Data provided
┌──
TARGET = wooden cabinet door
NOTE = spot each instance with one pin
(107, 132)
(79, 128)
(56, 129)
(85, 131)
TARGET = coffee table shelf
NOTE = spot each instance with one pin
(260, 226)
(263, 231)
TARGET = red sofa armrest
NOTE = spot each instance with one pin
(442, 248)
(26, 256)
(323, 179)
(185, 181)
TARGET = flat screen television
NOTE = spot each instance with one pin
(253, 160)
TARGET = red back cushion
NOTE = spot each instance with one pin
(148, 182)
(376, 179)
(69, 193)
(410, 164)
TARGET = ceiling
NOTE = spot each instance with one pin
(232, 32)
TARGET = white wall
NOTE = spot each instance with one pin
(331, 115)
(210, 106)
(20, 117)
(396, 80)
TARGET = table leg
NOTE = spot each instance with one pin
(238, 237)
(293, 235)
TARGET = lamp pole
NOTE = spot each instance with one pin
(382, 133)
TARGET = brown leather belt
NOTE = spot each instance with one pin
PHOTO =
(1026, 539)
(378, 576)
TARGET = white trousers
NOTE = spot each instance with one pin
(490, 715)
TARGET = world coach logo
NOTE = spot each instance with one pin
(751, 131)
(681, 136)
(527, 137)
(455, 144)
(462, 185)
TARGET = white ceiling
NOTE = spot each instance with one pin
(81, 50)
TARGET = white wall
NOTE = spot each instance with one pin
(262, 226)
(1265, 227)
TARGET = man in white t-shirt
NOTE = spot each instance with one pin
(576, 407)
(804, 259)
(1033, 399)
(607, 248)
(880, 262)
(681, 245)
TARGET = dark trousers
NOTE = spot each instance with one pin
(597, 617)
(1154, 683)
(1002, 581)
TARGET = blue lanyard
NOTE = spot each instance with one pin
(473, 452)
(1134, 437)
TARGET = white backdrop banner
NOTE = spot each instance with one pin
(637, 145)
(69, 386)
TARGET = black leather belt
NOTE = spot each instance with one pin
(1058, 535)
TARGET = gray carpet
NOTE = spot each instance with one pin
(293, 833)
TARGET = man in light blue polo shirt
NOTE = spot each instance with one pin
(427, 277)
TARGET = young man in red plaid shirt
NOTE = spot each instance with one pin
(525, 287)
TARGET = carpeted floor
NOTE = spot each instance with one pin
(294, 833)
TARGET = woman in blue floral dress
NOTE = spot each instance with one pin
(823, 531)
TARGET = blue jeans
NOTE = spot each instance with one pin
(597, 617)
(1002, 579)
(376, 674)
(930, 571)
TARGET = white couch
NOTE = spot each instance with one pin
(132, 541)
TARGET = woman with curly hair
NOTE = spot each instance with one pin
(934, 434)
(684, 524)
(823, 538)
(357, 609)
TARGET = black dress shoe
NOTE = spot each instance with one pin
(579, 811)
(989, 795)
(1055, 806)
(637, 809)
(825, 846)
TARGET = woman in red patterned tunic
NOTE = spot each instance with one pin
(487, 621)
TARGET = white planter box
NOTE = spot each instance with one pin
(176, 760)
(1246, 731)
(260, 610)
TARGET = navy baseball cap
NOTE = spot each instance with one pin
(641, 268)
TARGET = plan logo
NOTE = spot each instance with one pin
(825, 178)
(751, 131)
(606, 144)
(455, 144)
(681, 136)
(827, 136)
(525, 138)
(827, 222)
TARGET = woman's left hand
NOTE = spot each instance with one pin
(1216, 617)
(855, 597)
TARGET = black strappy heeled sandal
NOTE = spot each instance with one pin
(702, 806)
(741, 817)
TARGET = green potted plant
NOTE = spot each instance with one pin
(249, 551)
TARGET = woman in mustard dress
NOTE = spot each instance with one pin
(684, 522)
└──
What the task requires
Could you restate every entry verbatim, please?

Solution for this problem
TARGET = wooden cabinet door
NOTE = spot each instance with one pin
(107, 132)
(79, 128)
(56, 129)
(85, 131)
TARGET = coffee table shelf
NOTE = spot each instance with one pin
(260, 226)
(263, 231)
TARGET = red sofa armrest
NOTE = spot each instance with one pin
(442, 248)
(26, 256)
(323, 179)
(185, 181)
TARGET = flat screen television
NOTE = spot each instance with one pin
(253, 160)
TARGET = red back cushion
NOTE = spot each instance with one pin
(148, 182)
(376, 179)
(69, 193)
(410, 164)
TARGET = ceiling
NOTE = spot each instance with one pin
(232, 32)
TARGET = white wall
NOTE = spot each instance with one pin
(331, 115)
(210, 106)
(20, 117)
(396, 80)
TARGET = table leg
NOTE = spot each instance with one pin
(238, 237)
(293, 235)
TARGET = lamp pole
NOTE = spot each instance with one pin
(382, 133)
TARGET = brown leather belt
NOTE = spot each instance with one pin
PHOTO =
(1026, 539)
(378, 576)
TARGET = white trousers
NOTE = spot each instance with one pin
(490, 715)
TARGET = world coach logo
NOTE = spot each instance with one pin
(751, 131)
(681, 136)
(527, 137)
(455, 144)
(462, 185)
TARGET = white ceiling
NOTE = spot each instance with one pin
(81, 50)
TARGET = white wall
NOTE = spot each instance with one pin
(262, 226)
(1265, 227)
TARGET = man in white t-shirt
NOTE = spot each instance with one pin
(576, 407)
(804, 259)
(1033, 399)
(607, 248)
(880, 262)
(681, 245)
TARGET = dark trousers
NOTE = spot each instance with one pin
(597, 617)
(1154, 683)
(1002, 581)
TARGET = blue lanyard
NOTE = spot each instance with one pin
(473, 452)
(1134, 437)
TARGET = white backdrop banner
NOTE = spot each instance with one pin
(637, 145)
(69, 386)
TARGET = black leather belt
NOTE = spot each instance with one pin
(1058, 535)
TARGET = gray carpet
NOTE = spot each instance with one pin
(293, 833)
TARGET = man in light blue polo shirt
NOTE = spot each instance with one pin
(427, 277)
TARGET = young man in red plaid shirt
NOTE = spot each instance with one pin
(525, 287)
TARGET = carpeted floor
NOTE = spot each instance with one pin
(294, 833)
TARGET = woman in blue floral dress
NOTE = spot each instance with one pin
(823, 531)
TARGET = blue jeans
NOTE = spot each instance with one pin
(597, 617)
(1002, 579)
(376, 674)
(930, 571)
TARGET = white couch
NOTE = spot each instance with one pin
(132, 541)
TARGET = woman with curly hair
NOTE = spot each instance with one pin
(934, 434)
(684, 524)
(823, 538)
(357, 609)
TARGET = black dress shoe
NOTE = spot each instance with one pin
(579, 811)
(989, 795)
(1055, 806)
(637, 809)
(825, 846)
TARGET = woman in red patterned tunic
NOTE = spot each instance with one pin
(487, 621)
TARGET = white planter box
NOTE = spot each instance with one pin
(176, 760)
(1246, 731)
(260, 610)
TARGET = navy baseball cap
NOTE = spot each instance with one pin
(641, 268)
TARGET = plan logo
NOTE = spot each instance with one pin
(825, 178)
(751, 131)
(606, 144)
(455, 144)
(681, 136)
(827, 136)
(525, 138)
(827, 222)
TARGET = woman's left hand
NOTE = spot each instance with one pin
(1216, 617)
(855, 597)
TARGET = black strappy heeled sandal
NOTE = spot each instance with one pin
(702, 806)
(741, 817)
TARGET = green potted plant
NOTE = spot each instance with one pin
(249, 551)
TARGET = woman in mustard dress
NOTE = spot each instance with one pin
(684, 522)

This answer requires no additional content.